Consegna:
Prosegui l'intervista sulla sicurezza informatica delle aziende venete riportata più sotto, iniziando subito dopo l'ultima frase presente.

Brano di partenza:
......

Professor Conti, le aziende venete sanno proteggersi a dovere?
«Purtroppo sono tra le “vittime” preferite dagli hacker, soprattutto le piccole medie imprese»
Come mai?
«Soprattutto perché il problema viene ancora sottostimato, e troppo. C’è un modo di dire tristemente vero, secondo cui ci sono due tipi di aziende: quelle che hanno subito attacchi e quelle che non lo sanno. Da questo punto di vista siamo ancora molto indietro a livello di consapevolezza degli imprenditori, i quali si rendono spesso conto del rischio solo dopo aver subito un attacco personale o magari ai danni di un competitor».
Per questo i reati connessi alla cybersecurity sono in aumento?
«Uno dei motivi è senza dubbio questo, ma se ciò accade è anche perché ci sono sempre più sistemi informatici, e più ne usiamo più spazio cibernetico ci sarà a disposizione per i crimini informatici. Gli imprenditori devono capire che i danni derivati da un attacco hacker costano sempre maggiormente rispetto ad un’adeguata protezione».

......

Materiale fornito:

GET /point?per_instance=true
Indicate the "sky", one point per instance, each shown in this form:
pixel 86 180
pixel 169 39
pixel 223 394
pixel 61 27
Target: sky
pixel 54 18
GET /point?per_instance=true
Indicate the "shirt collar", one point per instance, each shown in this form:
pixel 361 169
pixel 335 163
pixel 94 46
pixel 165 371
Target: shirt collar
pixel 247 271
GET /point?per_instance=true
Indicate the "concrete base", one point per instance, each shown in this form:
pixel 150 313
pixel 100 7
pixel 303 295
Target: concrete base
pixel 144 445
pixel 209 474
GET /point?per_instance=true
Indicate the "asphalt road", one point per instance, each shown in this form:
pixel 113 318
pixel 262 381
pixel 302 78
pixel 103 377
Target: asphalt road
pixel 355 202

......

Risposta scritta:
Certe volte, tuttavia, neanche le barriere difensive più efficaci sono sufficienti…
«Purtroppo la maggior parte dei casi è dovuta ad errori umani, perché basta cliccare un link sbagliato per aprire anche solo una finestra ai criminali, i quali scoprono modi sempre nuovi per nuocere e causare danni da centinaia di migliaia se non milioni di euro visto che, al netto delle eventuali richieste di riscatto, la produzione può bloccarsi anche per settimane».
Ci sono casi eclatanti?
«C’è chi, come detto, non si rende conto di essere spiato e lo scopre solo dopo mesi e “a giochi fatti”: gli ultimi casi di dossieraggio fanno capire che gli account violati erano compromessi ormai da molto tempo. Ma c’è anche chi entra nei sistemi informatici delle aziende per far sì che le catene produttive realizzino, ad esempio, pezzi di ricambio errati rubando nel contempo tutte le informazioni utili per crearne poi di giusti, diventando così dei veri e propri competitor».
Viene da pensare che con l’intelligenza artificiale le cose potrebbero anche peggiorare…
«Questi sistemi possono potenzialmente essere ancor più vulnerabili. Un esempio? Come Spritz Matter abbiamo vinto un prestigioso riconoscimento attaccando alcuni tra i principali sistemi internazionali di traduzione simultanea online dimostrando che inserendo caratteri non visibili dall’uomo possiamo anche variare il significato di una frase tradotta da “Ti voglio bene” a “Ti voglio uccidere”. Ma c’è anche chi usa l’Ai per fare telefonate imitando la voce di dirigenti d’azienda e contattare i dipendenti spingendoli a compiere azioni a loro vantaggio».
I privati cittadini, invece, come possono difendersi?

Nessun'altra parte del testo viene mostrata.